[Location identification entries]

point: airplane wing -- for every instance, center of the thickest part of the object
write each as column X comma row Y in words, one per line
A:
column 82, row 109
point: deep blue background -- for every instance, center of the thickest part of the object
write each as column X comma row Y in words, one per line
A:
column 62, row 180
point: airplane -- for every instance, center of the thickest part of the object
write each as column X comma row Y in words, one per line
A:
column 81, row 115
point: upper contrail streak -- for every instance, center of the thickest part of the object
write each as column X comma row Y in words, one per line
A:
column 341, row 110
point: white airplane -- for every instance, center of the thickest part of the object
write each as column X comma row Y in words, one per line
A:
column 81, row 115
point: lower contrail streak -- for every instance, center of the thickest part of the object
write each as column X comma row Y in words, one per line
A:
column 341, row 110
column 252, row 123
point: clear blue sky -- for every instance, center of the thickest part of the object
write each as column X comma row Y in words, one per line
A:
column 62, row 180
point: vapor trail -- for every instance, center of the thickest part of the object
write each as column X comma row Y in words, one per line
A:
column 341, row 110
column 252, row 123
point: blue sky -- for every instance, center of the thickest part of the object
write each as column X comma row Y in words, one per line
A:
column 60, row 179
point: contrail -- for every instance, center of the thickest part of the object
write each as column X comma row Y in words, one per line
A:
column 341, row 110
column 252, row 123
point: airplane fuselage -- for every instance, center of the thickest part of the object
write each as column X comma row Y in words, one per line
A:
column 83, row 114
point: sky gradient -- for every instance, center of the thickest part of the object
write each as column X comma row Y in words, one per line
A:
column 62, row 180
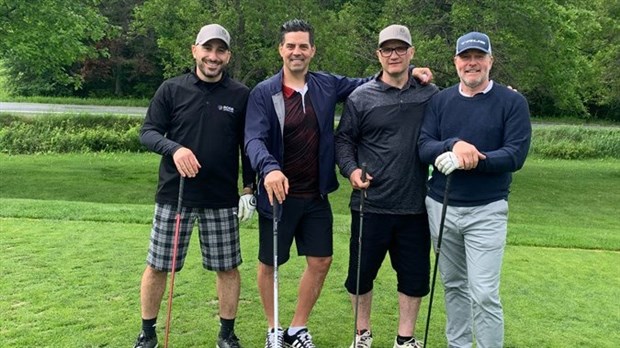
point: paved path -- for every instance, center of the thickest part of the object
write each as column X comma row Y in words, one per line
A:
column 35, row 108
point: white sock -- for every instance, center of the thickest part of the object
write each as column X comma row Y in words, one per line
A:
column 293, row 330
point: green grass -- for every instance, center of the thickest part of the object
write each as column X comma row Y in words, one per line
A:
column 74, row 100
column 74, row 233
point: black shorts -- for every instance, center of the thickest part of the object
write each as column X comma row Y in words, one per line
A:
column 307, row 220
column 405, row 237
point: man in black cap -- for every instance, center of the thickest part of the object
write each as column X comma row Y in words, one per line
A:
column 196, row 121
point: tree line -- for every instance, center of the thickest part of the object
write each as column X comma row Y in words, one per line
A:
column 563, row 55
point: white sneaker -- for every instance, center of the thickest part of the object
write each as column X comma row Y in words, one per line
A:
column 412, row 343
column 362, row 341
column 270, row 337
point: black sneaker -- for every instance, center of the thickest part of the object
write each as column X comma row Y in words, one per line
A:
column 145, row 342
column 301, row 339
column 229, row 342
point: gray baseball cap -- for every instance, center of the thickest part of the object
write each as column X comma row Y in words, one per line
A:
column 473, row 40
column 395, row 32
column 212, row 31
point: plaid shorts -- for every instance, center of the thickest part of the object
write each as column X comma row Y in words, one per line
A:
column 219, row 237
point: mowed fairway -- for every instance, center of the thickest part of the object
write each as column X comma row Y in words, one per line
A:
column 74, row 232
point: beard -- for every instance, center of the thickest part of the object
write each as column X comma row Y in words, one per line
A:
column 211, row 72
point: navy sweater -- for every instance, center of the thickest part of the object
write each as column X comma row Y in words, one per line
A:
column 496, row 123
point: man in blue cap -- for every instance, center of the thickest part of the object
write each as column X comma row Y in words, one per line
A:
column 478, row 132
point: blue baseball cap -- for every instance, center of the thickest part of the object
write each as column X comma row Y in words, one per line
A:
column 473, row 40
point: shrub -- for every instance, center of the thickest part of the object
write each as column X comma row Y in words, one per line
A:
column 69, row 133
column 576, row 142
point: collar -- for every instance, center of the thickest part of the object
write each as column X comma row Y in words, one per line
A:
column 223, row 81
column 384, row 86
column 288, row 91
column 486, row 90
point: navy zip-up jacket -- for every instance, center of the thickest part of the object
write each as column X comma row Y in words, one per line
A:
column 264, row 127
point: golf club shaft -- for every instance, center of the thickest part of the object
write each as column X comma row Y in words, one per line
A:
column 174, row 258
column 359, row 255
column 444, row 209
column 276, row 205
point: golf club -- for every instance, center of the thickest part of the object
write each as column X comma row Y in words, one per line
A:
column 359, row 255
column 444, row 208
column 276, row 205
column 174, row 258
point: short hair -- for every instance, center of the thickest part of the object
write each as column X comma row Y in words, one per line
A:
column 295, row 25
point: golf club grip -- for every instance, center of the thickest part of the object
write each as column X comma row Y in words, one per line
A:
column 180, row 198
column 363, row 177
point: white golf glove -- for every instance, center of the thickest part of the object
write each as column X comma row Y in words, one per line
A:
column 447, row 162
column 247, row 205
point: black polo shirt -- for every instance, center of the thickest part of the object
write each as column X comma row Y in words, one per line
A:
column 209, row 120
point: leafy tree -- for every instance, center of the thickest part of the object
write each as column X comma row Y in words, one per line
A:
column 132, row 66
column 41, row 40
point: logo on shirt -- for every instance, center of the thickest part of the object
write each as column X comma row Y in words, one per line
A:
column 226, row 108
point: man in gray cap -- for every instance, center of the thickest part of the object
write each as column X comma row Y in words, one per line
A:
column 478, row 132
column 380, row 127
column 195, row 122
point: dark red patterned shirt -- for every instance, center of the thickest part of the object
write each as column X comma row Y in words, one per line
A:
column 301, row 144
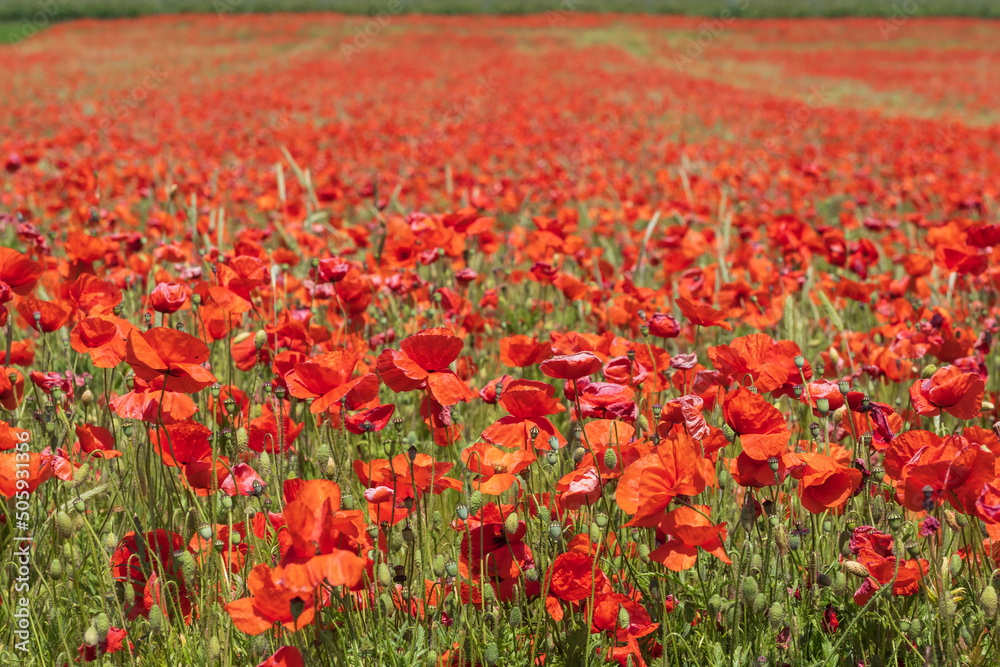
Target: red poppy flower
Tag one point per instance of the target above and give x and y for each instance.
(572, 366)
(169, 355)
(824, 484)
(327, 379)
(529, 403)
(168, 297)
(703, 315)
(522, 351)
(96, 440)
(269, 603)
(649, 485)
(496, 469)
(750, 355)
(152, 403)
(18, 271)
(371, 420)
(689, 529)
(103, 338)
(761, 426)
(949, 389)
(423, 361)
(11, 388)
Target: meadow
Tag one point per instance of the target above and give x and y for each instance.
(557, 339)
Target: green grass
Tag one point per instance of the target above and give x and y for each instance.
(20, 10)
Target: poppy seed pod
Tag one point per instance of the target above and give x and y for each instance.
(988, 602)
(555, 531)
(857, 569)
(610, 458)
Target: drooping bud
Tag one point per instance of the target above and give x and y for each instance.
(988, 602)
(857, 569)
(610, 458)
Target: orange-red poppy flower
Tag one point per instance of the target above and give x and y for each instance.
(103, 338)
(572, 366)
(824, 484)
(423, 360)
(689, 529)
(327, 378)
(528, 403)
(169, 355)
(949, 390)
(703, 315)
(496, 469)
(761, 427)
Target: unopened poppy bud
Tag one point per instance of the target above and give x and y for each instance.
(776, 616)
(955, 565)
(156, 620)
(64, 525)
(214, 650)
(492, 653)
(475, 502)
(988, 602)
(555, 531)
(856, 568)
(610, 458)
(623, 618)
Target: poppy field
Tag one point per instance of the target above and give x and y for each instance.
(563, 339)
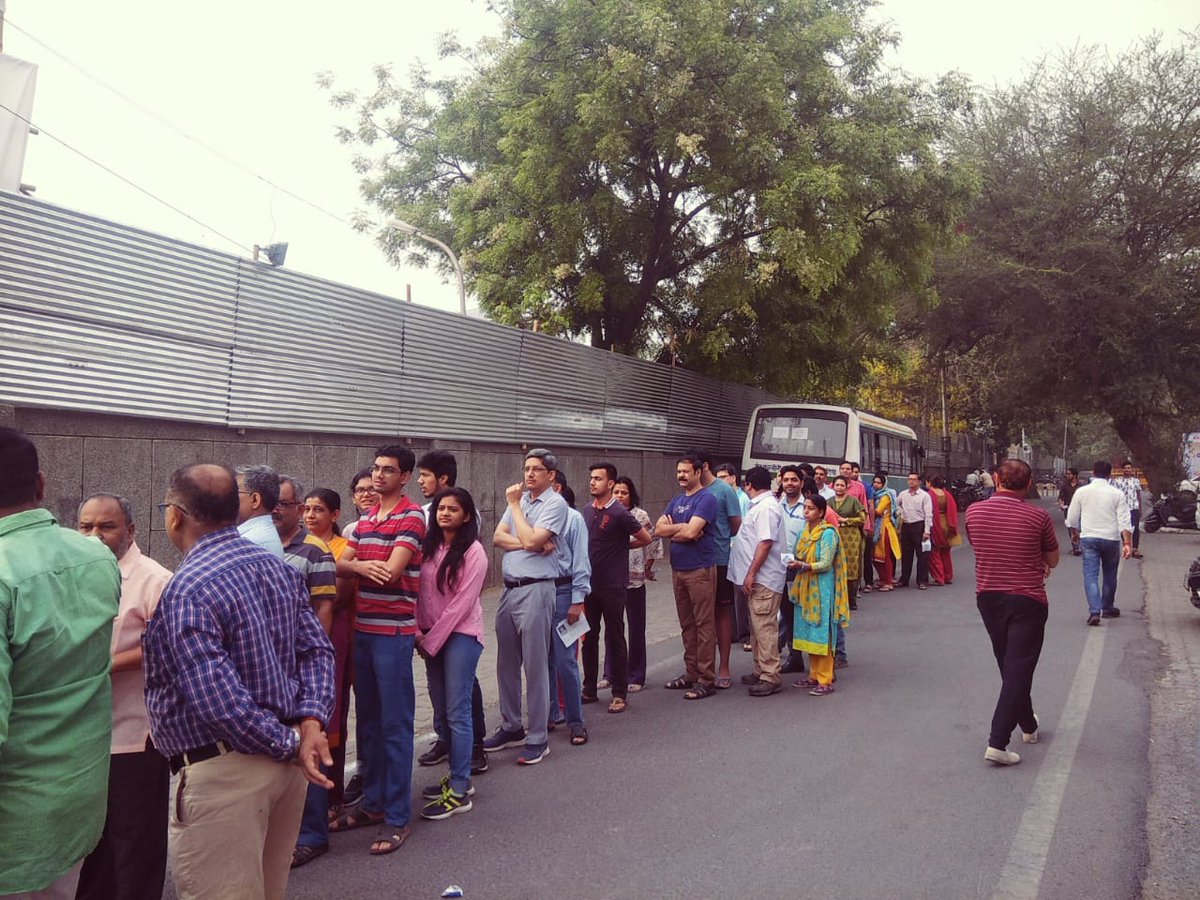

GOAL OF THE EXERCISE: Rewrite every line of the entries above as a numbered list, skipping any blank lines. Leave the pictures out of your answer.

TASK RESULT:
1. point: airplane wing -- for every instance, center of the thickest part of the object
2. write each as column X comma row Y in words, one per line
3. A:
4. column 82, row 109
5. point: deep blue background -- for every instance, center of the thickest part of the object
6. write each as column X comma row Y in words, one per line
7. A:
8. column 62, row 180
9. point: airplane -- for every instance, center of the thickest part of the object
10. write each as column X comma row Y in words, one per line
11. A:
12. column 81, row 115
13. point: upper contrail streak -- for every instance, center of the thickest part of the object
14. write each as column X comma row Y in words, one per line
15. A:
16. column 341, row 110
17. point: white airplane -- for every instance, center of the thickest part of the object
18. write each as column X comma row Y in words, one per line
19. A:
20. column 81, row 115
21. point: lower contrail streak -- for every instance, center of the thickest part of the object
22. write each as column X comma row Y in words, one per line
23. A:
24. column 341, row 110
25. column 252, row 123
26. point: clear blue sky -- for every instance, center of the thickest part of the object
27. write each as column X comma row Y in words, one per line
28. A:
29. column 62, row 180
30. point: vapor trail -- for every instance, center of the thickest part of the object
31. write each as column X comma row Y in words, one per line
32. A:
33. column 341, row 110
34. column 252, row 123
35. point: blue sky -- for every instance, center of the thickest part of the object
36. write each as column X comma row Y in words, one per line
37. A:
38. column 60, row 179
39. point: contrail -- for every instance, center of the thickest part of the object
40. write each as column X comma row Y in words, one per line
41. A:
42. column 341, row 110
43. column 252, row 123
44. point: airplane fuselage -- for every instance, center of the thickest part of the object
45. write each as column X comma row Y in words, one per line
46. A:
47. column 83, row 114
48. point: sky gradient -- for every instance, center of the thickest part of the object
49. write each as column X comma row Y in words, one per line
50. A:
51. column 62, row 180
52. point: paved path -- for every instance, center of the thickest part of the object
53. write each as column X comma row Y in words, one per line
54. A:
55. column 35, row 108
56. point: white sock -- for every instance, center of the thickest part of the object
57. write each as column X comma row Y in words, one per line
58. A:
59. column 293, row 330
60. point: green grass -- for every instance, center of the thickest part of the object
61. write each as column X comma row Y in words, one per line
62. A:
63. column 74, row 100
64. column 74, row 233
65. point: black shorts -- for every instance, center of the thickest part of the object
66. write each as column X comma row Y in words, one per line
67. A:
68. column 307, row 220
69. column 405, row 237
70. point: man in black cap -- for every instance, center of the thickest part of the object
71. write each as column X comma row Y in words, one per line
72. A:
73. column 196, row 121
74. point: tree line -- for every instance, center of the thickest part of the object
75. write each as column X comma row Y in words, one per line
76. A:
77. column 563, row 55
78. point: white sneaker -- for every instance, center of the thickest part of the object
79. write each as column X comma row Y in words, one per line
80. A:
81. column 412, row 343
82. column 362, row 341
83. column 270, row 337
84. point: black sneaker -- for every instance, center of the thickest part of the object
85. write each as column X comma row Y in words, one per line
86. A:
87. column 145, row 342
88. column 301, row 339
89. column 229, row 342
90. point: gray baseball cap -- for every instance, center of the thickest part of the object
91. write each as column X comma row Y in words, one per line
92. A:
93. column 473, row 40
94. column 395, row 32
95. column 212, row 31
96. point: plaid shorts -- for every instance, center of the thickest part of the object
97. write each as column X comma row Y in words, one per line
98. A:
99. column 219, row 237
100. point: mowed fairway -- for every instance, center of the thickest part of the object
101. write each as column X comma row Y in words, one per line
102. A:
103. column 74, row 232
104. point: beard -- for every instance, center of the thickest part of the object
105. write each as column X comma row Y in words, one per line
106. A:
107. column 211, row 72
108. point: navy sweater -- for every instance, center of the thickest part of the object
109. write each as column X comma row Y in words, one per line
110. A:
111. column 496, row 123
112. point: man in blue cap -- for every instance, center of the thickest part of the object
113. write each as column X comma row Y in words, one per line
114. A:
115. column 478, row 132
116. point: blue baseball cap -- for every instance, center of the thickest part of the object
117. write each as column X comma row Y in words, one per line
118. A:
119. column 473, row 40
120. point: shrub -- for every instance, center of the thickest part of the object
121. write each as column X comma row Y in words, one per line
122. A:
123. column 69, row 133
124. column 576, row 142
125. point: collar -- for every instance, center of the thickest part of the object
126. write each as column X comma row Y in words, one per line
127. A:
128. column 223, row 81
129. column 384, row 86
130. column 288, row 91
131. column 486, row 90
132. point: navy zip-up jacket -- for every instance, center of the thickest part of the object
133. write each as column X comma row Y in words, one per line
134. A:
135. column 264, row 127
136. point: golf club shaft -- for every instance, center of the thickest part of the object
137. write each as column X comma row Y in words, one per line
138. A:
139. column 174, row 258
140. column 359, row 255
141. column 444, row 209
142. column 276, row 205
143. point: golf club -- for every instance, center of the thickest part of the object
144. write each as column X comma row Y in words, one per line
145. A:
146. column 359, row 255
147. column 444, row 208
148. column 276, row 205
149. column 174, row 258
150. point: short hair -- for every instance, center of the thickest part of the object
151. write each as column X comma row Y in words, one per line
152. A:
153. column 295, row 25
154. point: golf club grip -- for every instance, center of the thickest part of the object
155. write each as column X comma row Y in words, one per line
156. A:
157. column 180, row 198
158. column 363, row 177
159. point: white golf glove -- for every instance, center of the thickest part of the object
160. write each as column X comma row Y in words, one per line
161. A:
162. column 447, row 162
163. column 247, row 205
164. point: black polo shirt -- for every instance, center of the thickest part of the object
165. write each as column X comma row Y in words, one per line
166. A:
167. column 209, row 120
168. point: leafy tree -- for every instance, center of the thickest part of the object
169. write each as column X comma row Y in words, one per line
170. A:
171. column 132, row 66
172. column 41, row 40
173. point: logo on shirt -- for every instance, center of the thickest part of the object
174. write each as column X comma row Y in words, one per line
175. A:
176. column 226, row 108
177. point: man in gray cap -- for every instance, center of the thickest part of the object
178. write each as column X comma row Y in words, one per line
179. A:
180. column 478, row 132
181. column 380, row 127
182. column 195, row 122
183. point: dark red patterned shirt -- for every instance, center of the thickest part of the object
184. write each as column X comma row Y in words, one per line
185. A:
186. column 301, row 144
187. Target: red poppy flower
188. Tag one point per instance of the target above and give x and y for each instance.
189. (572, 366)
190. (169, 355)
191. (824, 484)
192. (327, 379)
193. (529, 403)
194. (168, 297)
195. (703, 315)
196. (522, 351)
197. (96, 440)
198. (269, 603)
199. (649, 485)
200. (496, 469)
201. (750, 355)
202. (152, 403)
203. (18, 271)
204. (371, 420)
205. (689, 529)
206. (103, 338)
207. (761, 426)
208. (949, 389)
209. (423, 361)
210. (11, 388)
211. Target: meadow
212. Tag one point per instance of the target above and give x and y for each instance.
213. (557, 339)
214. Target: green grass
215. Tag one point per instance of the target above and give x and y for each instance.
216. (20, 10)
217. Target: poppy seed pod
218. Tag one point per instance of the target above and give x and y for each instance.
219. (988, 602)
220. (555, 531)
221. (857, 569)
222. (610, 458)
223. Target: drooping bud
224. Tag one point per instance of the target above and give x and y for each instance.
225. (988, 602)
226. (857, 569)
227. (610, 458)
228. Target: orange-red poppy flower
229. Tag one point per instance of the target above and give x and y for each instance.
230. (103, 338)
231. (572, 366)
232. (824, 484)
233. (423, 360)
234. (689, 529)
235. (327, 378)
236. (528, 403)
237. (169, 355)
238. (949, 390)
239. (703, 315)
240. (496, 469)
241. (761, 427)
242. Target: unopened poppy bud
243. Tag one point per instance of the target above and give x and y for each instance.
244. (776, 616)
245. (955, 565)
246. (156, 620)
247. (64, 525)
248. (214, 650)
249. (492, 653)
250. (475, 502)
251. (988, 602)
252. (555, 531)
253. (856, 568)
254. (610, 458)
255. (623, 618)
256. Target: poppy field
257. Tag one point per instance of the target above and give x and y for each instance.
258. (563, 339)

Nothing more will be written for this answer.